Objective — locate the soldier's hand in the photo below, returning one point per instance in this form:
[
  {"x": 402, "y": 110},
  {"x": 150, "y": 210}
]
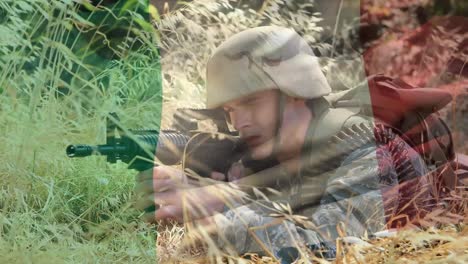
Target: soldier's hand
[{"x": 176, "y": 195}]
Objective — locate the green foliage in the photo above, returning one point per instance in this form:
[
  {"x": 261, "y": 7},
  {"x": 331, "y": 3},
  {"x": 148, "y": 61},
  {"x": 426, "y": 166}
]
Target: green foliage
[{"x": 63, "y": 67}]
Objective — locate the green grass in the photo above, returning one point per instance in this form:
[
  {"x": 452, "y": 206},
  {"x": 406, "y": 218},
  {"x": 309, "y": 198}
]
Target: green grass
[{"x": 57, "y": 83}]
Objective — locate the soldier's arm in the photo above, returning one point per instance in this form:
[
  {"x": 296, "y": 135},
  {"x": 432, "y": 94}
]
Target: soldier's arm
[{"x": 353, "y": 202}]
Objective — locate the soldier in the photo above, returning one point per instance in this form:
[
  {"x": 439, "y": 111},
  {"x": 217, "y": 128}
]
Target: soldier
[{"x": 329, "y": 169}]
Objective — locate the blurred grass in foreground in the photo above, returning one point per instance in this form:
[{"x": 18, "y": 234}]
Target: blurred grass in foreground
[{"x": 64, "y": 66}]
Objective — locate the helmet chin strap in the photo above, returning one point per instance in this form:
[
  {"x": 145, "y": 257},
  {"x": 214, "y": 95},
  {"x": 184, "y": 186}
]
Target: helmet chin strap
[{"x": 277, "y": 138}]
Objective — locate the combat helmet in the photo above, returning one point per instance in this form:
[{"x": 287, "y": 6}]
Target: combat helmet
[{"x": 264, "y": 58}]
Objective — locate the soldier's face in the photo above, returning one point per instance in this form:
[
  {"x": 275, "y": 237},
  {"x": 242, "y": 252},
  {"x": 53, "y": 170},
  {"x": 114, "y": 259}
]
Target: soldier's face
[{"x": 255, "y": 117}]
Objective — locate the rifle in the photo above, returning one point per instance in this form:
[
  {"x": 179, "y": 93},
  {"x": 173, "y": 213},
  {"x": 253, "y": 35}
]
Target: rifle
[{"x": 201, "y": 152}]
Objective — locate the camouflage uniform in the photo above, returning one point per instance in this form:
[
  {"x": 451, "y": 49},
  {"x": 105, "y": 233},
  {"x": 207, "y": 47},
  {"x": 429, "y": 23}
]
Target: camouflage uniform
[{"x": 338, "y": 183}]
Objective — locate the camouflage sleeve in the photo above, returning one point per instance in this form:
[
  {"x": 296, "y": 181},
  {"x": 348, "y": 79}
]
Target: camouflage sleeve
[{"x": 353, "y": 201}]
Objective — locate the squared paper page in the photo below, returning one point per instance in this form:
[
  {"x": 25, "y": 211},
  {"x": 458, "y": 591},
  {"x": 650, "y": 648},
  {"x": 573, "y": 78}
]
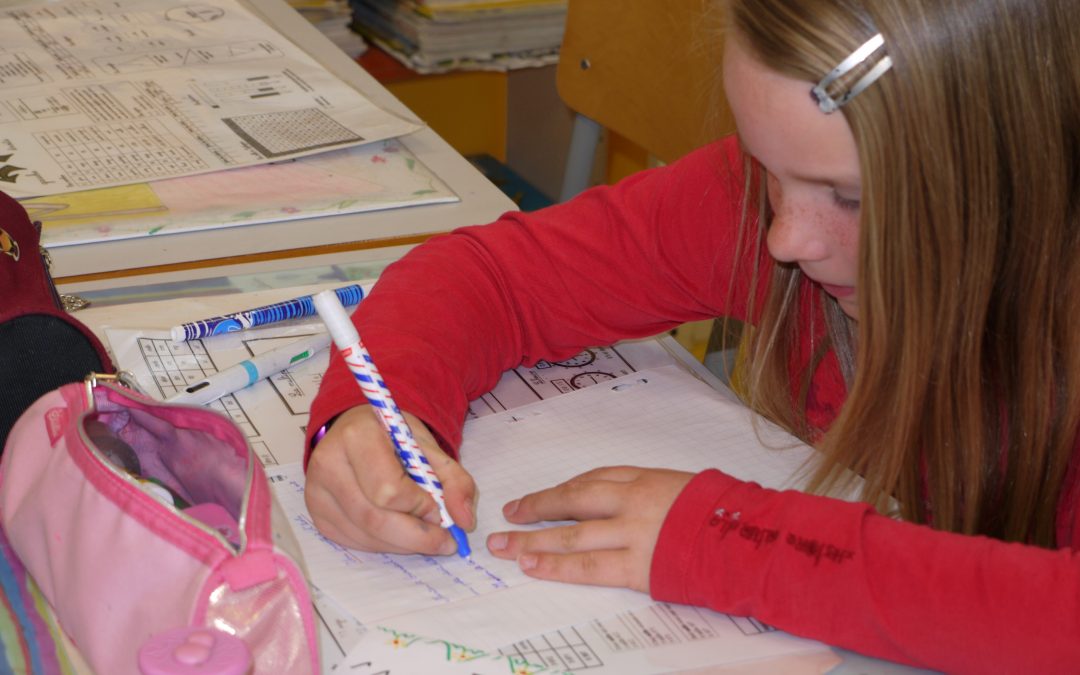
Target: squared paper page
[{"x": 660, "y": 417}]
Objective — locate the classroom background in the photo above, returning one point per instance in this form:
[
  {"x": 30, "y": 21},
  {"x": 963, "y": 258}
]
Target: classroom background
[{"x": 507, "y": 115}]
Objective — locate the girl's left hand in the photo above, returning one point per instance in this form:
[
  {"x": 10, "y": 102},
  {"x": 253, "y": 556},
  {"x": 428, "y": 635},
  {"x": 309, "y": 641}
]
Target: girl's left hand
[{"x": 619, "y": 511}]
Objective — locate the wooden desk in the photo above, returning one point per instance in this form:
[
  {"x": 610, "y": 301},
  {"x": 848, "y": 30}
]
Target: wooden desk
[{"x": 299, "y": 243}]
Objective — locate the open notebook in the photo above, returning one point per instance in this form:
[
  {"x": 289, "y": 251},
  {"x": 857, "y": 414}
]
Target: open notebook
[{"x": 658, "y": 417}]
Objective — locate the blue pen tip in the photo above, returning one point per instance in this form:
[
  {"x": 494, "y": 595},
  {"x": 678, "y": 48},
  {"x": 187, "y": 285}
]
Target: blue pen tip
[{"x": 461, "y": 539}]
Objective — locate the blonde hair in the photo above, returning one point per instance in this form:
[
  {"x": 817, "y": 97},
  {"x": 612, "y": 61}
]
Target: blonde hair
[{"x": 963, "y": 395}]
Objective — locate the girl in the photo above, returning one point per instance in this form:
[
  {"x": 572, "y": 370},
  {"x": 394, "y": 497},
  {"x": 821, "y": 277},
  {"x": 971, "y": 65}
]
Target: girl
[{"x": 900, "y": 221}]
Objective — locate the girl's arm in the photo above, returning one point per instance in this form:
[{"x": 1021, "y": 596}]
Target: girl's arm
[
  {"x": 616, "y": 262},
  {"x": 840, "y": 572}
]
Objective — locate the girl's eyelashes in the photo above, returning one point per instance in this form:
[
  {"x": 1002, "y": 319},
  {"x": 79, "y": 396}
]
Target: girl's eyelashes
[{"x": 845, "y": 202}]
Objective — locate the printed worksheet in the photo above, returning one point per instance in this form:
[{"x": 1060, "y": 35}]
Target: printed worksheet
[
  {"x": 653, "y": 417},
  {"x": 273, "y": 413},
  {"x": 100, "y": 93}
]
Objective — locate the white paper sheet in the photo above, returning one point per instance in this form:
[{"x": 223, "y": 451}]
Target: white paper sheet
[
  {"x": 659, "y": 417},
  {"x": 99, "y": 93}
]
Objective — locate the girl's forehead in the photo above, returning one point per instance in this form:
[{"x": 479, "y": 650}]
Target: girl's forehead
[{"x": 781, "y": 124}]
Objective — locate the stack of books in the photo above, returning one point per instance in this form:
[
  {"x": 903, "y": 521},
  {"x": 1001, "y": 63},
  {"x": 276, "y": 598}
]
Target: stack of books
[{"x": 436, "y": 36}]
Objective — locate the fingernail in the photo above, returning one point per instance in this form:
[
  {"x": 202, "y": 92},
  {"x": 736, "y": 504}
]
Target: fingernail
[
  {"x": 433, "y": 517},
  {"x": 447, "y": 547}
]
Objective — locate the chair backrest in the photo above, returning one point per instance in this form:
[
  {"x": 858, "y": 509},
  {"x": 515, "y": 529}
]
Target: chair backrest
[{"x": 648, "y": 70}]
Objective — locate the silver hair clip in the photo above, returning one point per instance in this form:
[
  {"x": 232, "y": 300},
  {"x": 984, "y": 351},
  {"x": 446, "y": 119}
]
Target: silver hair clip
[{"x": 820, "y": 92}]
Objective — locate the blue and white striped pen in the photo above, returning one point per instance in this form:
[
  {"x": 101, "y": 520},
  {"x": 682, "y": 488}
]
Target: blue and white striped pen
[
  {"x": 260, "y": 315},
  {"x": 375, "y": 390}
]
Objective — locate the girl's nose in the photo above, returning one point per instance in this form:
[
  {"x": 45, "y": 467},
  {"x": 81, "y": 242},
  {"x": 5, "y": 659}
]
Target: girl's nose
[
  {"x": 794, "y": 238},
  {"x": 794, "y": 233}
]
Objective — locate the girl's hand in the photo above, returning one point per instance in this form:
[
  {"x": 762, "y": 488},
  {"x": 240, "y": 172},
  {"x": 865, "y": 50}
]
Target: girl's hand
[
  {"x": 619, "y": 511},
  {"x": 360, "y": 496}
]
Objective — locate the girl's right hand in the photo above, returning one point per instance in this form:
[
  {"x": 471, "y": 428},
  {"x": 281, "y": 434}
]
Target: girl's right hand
+--
- Written problem -
Transcribe every item above word for word, leaving the pictures out.

- Answer to the problem -
Objective — locate the soldier's hand in the photo below, returning one point per instance in this form:
[
  {"x": 402, "y": 110},
  {"x": 150, "y": 210}
]
Target: soldier's hand
[{"x": 176, "y": 195}]
Objective — locate the green foliage in the photo above, returning one point per instance in this form:
[
  {"x": 261, "y": 7},
  {"x": 331, "y": 3},
  {"x": 148, "y": 61},
  {"x": 426, "y": 166}
]
Target: green foliage
[{"x": 63, "y": 67}]
Objective — locate the green grass in the photo above, returning one point per instance in this form:
[
  {"x": 452, "y": 206},
  {"x": 406, "y": 218},
  {"x": 309, "y": 198}
]
Target: green grass
[{"x": 57, "y": 83}]
Objective — locate the soldier's arm in the photo above, returning one point per instance in this form:
[
  {"x": 296, "y": 135},
  {"x": 432, "y": 94}
]
Target: soldier's arm
[{"x": 353, "y": 202}]
Objective — locate the soldier in the photo above, returning one point per instance in this form:
[
  {"x": 439, "y": 111},
  {"x": 217, "y": 128}
]
Target: soldier
[{"x": 329, "y": 169}]
Objective — locate the blurred grass in foreground in the photo above, returning one point per instance in this form:
[{"x": 18, "y": 234}]
Target: blurred grass in foreground
[{"x": 64, "y": 66}]
Objective — locate the helmet chin strap in the photo above, returning one point per instance in this form:
[
  {"x": 145, "y": 257},
  {"x": 214, "y": 95},
  {"x": 184, "y": 186}
]
Target: helmet chin strap
[{"x": 277, "y": 138}]
Objective — locate the combat helmet in the photo above, returning one point per instance in this form:
[{"x": 287, "y": 6}]
Target: combat helmet
[{"x": 264, "y": 58}]
Objective — locate the soldier's face in the photo above, returning one point per instance in this form:
[
  {"x": 275, "y": 237},
  {"x": 242, "y": 252},
  {"x": 53, "y": 170},
  {"x": 114, "y": 259}
]
Target: soldier's face
[{"x": 255, "y": 117}]
Objective — locate the rifle in the photo above, returning one point per instance in this form:
[
  {"x": 179, "y": 93},
  {"x": 173, "y": 213},
  {"x": 253, "y": 35}
]
Target: rifle
[{"x": 201, "y": 152}]
Objective — locate the camouflage uniform in the photo above, returning one point per instance in this form:
[
  {"x": 451, "y": 49},
  {"x": 105, "y": 233},
  {"x": 207, "y": 47},
  {"x": 429, "y": 23}
]
Target: camouflage uniform
[{"x": 338, "y": 183}]
Objective — locate the camouflage sleeve in the photo above, returning one point per instance in this form:
[
  {"x": 296, "y": 181},
  {"x": 348, "y": 79}
]
Target: camouflage sleeve
[{"x": 353, "y": 201}]
Objective — locate the squared paper page in the photo below, returning one point per instance in this form:
[
  {"x": 25, "y": 211},
  {"x": 458, "y": 591},
  {"x": 650, "y": 648},
  {"x": 573, "y": 78}
]
Target: squared paper page
[{"x": 660, "y": 417}]
Objective — locate the classroom background in the photo above, returning one point per instance in this form:
[
  {"x": 30, "y": 21},
  {"x": 963, "y": 258}
]
Target: classroom background
[{"x": 507, "y": 115}]
Objective — locate the girl's left hand in the photo above, returning one point per instance in this form:
[
  {"x": 10, "y": 102},
  {"x": 253, "y": 556},
  {"x": 428, "y": 635},
  {"x": 309, "y": 641}
]
Target: girl's left hand
[{"x": 619, "y": 511}]
Objective — locate the wooden desk in the photo above, returning one point per instance in this form:
[
  {"x": 610, "y": 301},
  {"x": 848, "y": 30}
]
Target: wooden desk
[{"x": 299, "y": 243}]
Objective — locate the open notebook in the photo above, returning one point per instance in this form:
[
  {"x": 289, "y": 251},
  {"x": 857, "y": 414}
]
Target: open notebook
[{"x": 658, "y": 417}]
Objective — locate the blue pen tip in the photo above, returning one point per instance in this form:
[
  {"x": 494, "y": 595},
  {"x": 678, "y": 48},
  {"x": 187, "y": 285}
]
Target: blue pen tip
[{"x": 461, "y": 539}]
Objective — locate the blonde hair in the photo above, returning one point per instance in this form:
[
  {"x": 817, "y": 97},
  {"x": 612, "y": 61}
]
Target: blonde hair
[{"x": 963, "y": 395}]
Objective — locate the girl in the photo above, returning one point per instance in this form:
[
  {"x": 572, "y": 370},
  {"x": 394, "y": 497},
  {"x": 821, "y": 277},
  {"x": 971, "y": 65}
]
Target: girl
[{"x": 900, "y": 221}]
Objective — locate the girl's arm in the photo above, returning one point per instance in this form:
[{"x": 1021, "y": 596}]
Target: girl's arm
[
  {"x": 616, "y": 262},
  {"x": 840, "y": 572}
]
Objective — locate the girl's eyelashes in the photo above, returning one point per instance in this form:
[
  {"x": 1002, "y": 319},
  {"x": 79, "y": 396}
]
Target: girl's eyelashes
[{"x": 845, "y": 202}]
Objective — locate the printed worksheet in the photo above, returning one point per instance in this form:
[{"x": 1060, "y": 35}]
Target: printed worksheet
[
  {"x": 653, "y": 417},
  {"x": 273, "y": 413},
  {"x": 100, "y": 93}
]
Objective — locate the white paper sheet in the photo above, returning one point per instance in this form:
[{"x": 223, "y": 451}]
Target: white paper sheet
[
  {"x": 659, "y": 417},
  {"x": 99, "y": 93}
]
Objective — locate the girl's forehead in the photo above, returning one point per instance in this form:
[{"x": 479, "y": 650}]
Target: girl's forehead
[{"x": 781, "y": 124}]
Objective — locate the stack of books in the photo above, returning one point per instance in this form:
[
  {"x": 903, "y": 521},
  {"x": 1001, "y": 63},
  {"x": 276, "y": 598}
]
Target: stack of books
[{"x": 436, "y": 36}]
Objective — locate the fingernail in the photo above, returning one point per instance in this form:
[
  {"x": 202, "y": 92},
  {"x": 736, "y": 504}
]
Target: fingernail
[
  {"x": 433, "y": 517},
  {"x": 447, "y": 547}
]
Objective — locate the chair backrest in the photo above, returning one point per instance in this form:
[
  {"x": 858, "y": 509},
  {"x": 515, "y": 529}
]
Target: chair backrest
[{"x": 648, "y": 70}]
Objective — locate the silver hair clip in the photo above, returning one point per instance in this form:
[
  {"x": 232, "y": 300},
  {"x": 984, "y": 351},
  {"x": 446, "y": 119}
]
Target: silver hair clip
[{"x": 820, "y": 92}]
Objective — locate the blue and white striped pen in the photo above, returning one point per instance in this form:
[
  {"x": 101, "y": 520},
  {"x": 682, "y": 488}
]
Target: blue and white striped pen
[
  {"x": 260, "y": 315},
  {"x": 375, "y": 390}
]
Objective — locate the girl's nose in the photo above, returning one point per instance in this form:
[
  {"x": 45, "y": 467},
  {"x": 81, "y": 242},
  {"x": 5, "y": 659}
]
Target: girl's nose
[
  {"x": 794, "y": 238},
  {"x": 794, "y": 233}
]
Objective — locate the girl's hand in the photo above, returning one point per instance in this form:
[
  {"x": 762, "y": 488},
  {"x": 240, "y": 172},
  {"x": 865, "y": 50}
]
Target: girl's hand
[
  {"x": 619, "y": 511},
  {"x": 360, "y": 496}
]
Objective — locate the girl's right hand in the photo above, returning one point per instance in this form:
[
  {"x": 471, "y": 428},
  {"x": 281, "y": 434}
]
Target: girl's right hand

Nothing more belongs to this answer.